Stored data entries

^^^^

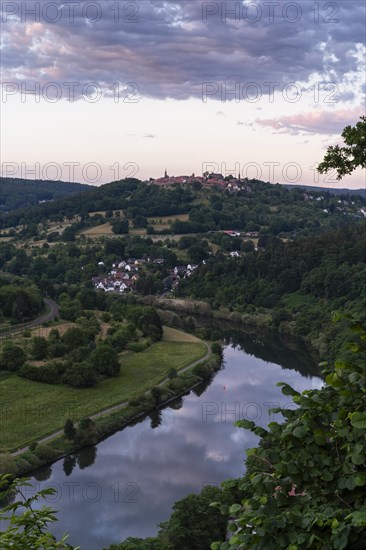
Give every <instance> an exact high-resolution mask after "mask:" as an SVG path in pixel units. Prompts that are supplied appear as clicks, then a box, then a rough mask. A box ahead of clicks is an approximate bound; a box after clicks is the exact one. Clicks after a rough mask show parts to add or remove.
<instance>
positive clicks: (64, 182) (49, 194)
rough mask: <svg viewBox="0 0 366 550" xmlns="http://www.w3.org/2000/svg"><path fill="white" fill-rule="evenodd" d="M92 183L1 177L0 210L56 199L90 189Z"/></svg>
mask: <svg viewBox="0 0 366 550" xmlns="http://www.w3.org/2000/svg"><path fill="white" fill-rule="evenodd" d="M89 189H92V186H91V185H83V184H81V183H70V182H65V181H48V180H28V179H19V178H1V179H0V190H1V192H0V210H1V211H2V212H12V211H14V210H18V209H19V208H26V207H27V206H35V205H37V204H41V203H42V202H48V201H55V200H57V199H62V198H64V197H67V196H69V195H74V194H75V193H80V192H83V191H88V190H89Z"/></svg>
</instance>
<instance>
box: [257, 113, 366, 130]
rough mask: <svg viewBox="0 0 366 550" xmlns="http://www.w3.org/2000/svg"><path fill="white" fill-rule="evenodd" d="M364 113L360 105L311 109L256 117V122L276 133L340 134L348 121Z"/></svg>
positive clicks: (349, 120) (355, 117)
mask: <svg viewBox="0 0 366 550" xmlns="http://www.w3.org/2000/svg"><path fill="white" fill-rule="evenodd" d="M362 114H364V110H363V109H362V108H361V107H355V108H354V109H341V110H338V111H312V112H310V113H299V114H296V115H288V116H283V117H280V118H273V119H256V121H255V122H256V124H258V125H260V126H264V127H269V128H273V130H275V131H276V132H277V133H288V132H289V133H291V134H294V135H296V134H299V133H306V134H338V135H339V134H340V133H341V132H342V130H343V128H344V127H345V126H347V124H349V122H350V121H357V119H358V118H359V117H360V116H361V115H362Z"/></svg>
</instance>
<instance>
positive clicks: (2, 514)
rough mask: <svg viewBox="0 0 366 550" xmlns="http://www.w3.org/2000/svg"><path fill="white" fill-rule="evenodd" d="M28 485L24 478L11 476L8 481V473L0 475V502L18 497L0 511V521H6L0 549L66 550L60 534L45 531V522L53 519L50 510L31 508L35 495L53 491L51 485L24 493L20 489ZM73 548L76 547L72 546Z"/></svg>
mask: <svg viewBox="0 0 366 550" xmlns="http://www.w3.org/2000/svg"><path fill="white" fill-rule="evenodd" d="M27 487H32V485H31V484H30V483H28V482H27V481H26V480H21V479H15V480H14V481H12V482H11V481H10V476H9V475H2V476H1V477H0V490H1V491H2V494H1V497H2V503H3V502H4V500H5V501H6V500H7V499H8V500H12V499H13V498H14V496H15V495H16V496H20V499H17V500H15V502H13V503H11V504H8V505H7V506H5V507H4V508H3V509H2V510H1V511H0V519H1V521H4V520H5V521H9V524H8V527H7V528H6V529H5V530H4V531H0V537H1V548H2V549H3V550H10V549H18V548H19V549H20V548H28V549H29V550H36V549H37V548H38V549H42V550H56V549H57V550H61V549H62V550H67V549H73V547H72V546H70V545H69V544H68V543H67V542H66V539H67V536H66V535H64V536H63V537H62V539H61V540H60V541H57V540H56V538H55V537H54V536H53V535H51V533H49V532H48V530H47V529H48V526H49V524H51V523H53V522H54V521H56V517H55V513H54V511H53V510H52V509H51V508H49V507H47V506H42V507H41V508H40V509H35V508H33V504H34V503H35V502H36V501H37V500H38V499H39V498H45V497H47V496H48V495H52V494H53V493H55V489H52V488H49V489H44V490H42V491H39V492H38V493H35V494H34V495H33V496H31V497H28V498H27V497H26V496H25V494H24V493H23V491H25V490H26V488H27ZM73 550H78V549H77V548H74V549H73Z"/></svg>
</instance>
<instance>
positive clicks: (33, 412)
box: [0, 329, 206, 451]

^^^^

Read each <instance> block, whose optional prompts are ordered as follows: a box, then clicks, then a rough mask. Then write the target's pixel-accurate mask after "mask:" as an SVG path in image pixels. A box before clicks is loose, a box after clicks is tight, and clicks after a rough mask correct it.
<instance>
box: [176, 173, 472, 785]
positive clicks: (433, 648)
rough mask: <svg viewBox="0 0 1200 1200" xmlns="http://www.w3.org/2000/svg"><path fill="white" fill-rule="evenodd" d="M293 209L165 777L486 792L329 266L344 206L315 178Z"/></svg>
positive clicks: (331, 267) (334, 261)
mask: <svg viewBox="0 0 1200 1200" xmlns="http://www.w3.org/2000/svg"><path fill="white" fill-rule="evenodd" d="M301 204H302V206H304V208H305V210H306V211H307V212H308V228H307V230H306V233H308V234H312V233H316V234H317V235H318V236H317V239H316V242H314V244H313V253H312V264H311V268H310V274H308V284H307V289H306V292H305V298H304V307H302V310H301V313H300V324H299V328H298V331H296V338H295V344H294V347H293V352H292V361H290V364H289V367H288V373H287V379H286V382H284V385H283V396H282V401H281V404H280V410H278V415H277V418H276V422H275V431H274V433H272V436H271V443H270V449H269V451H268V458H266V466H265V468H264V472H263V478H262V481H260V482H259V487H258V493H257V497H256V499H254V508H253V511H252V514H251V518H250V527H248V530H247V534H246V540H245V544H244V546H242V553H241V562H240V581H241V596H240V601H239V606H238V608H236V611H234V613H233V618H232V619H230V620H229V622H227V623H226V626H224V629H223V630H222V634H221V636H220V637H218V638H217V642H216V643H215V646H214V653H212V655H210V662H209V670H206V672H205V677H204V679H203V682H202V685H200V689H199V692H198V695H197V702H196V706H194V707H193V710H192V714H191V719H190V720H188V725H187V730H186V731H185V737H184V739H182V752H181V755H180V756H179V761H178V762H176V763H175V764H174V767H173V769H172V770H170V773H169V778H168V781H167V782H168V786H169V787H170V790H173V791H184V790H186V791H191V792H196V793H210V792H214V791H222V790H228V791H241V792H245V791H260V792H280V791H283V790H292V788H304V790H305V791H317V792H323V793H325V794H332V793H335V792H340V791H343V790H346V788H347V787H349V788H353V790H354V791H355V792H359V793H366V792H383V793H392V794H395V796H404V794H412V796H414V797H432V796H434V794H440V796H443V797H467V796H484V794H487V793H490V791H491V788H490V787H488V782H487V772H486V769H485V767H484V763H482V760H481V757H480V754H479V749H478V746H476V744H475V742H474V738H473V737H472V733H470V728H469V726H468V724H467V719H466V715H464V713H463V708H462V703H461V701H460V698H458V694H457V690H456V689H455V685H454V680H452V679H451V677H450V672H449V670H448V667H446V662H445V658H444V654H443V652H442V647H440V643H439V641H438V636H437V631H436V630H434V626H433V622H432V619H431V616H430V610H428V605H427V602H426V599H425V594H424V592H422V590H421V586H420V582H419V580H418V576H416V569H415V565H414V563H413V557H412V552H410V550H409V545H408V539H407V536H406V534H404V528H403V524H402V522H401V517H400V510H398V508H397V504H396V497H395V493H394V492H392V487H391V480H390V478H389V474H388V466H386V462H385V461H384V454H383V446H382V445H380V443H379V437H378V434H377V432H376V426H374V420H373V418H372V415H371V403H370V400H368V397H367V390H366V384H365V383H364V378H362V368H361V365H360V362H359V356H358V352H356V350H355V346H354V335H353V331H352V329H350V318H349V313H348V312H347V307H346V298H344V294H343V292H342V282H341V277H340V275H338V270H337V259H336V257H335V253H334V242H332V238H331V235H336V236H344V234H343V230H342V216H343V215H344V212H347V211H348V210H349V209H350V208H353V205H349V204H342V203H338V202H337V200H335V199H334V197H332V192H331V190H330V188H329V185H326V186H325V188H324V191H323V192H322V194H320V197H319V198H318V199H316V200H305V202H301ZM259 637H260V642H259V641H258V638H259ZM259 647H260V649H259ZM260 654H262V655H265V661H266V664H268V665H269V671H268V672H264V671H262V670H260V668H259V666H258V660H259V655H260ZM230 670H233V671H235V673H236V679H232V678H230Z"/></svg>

^^^^

> _What this task involves_
Count the lines in the data above that contain the string "positive", treating uppercase and lowercase as different. Reply with the number alone.

> _Response for this exercise_
6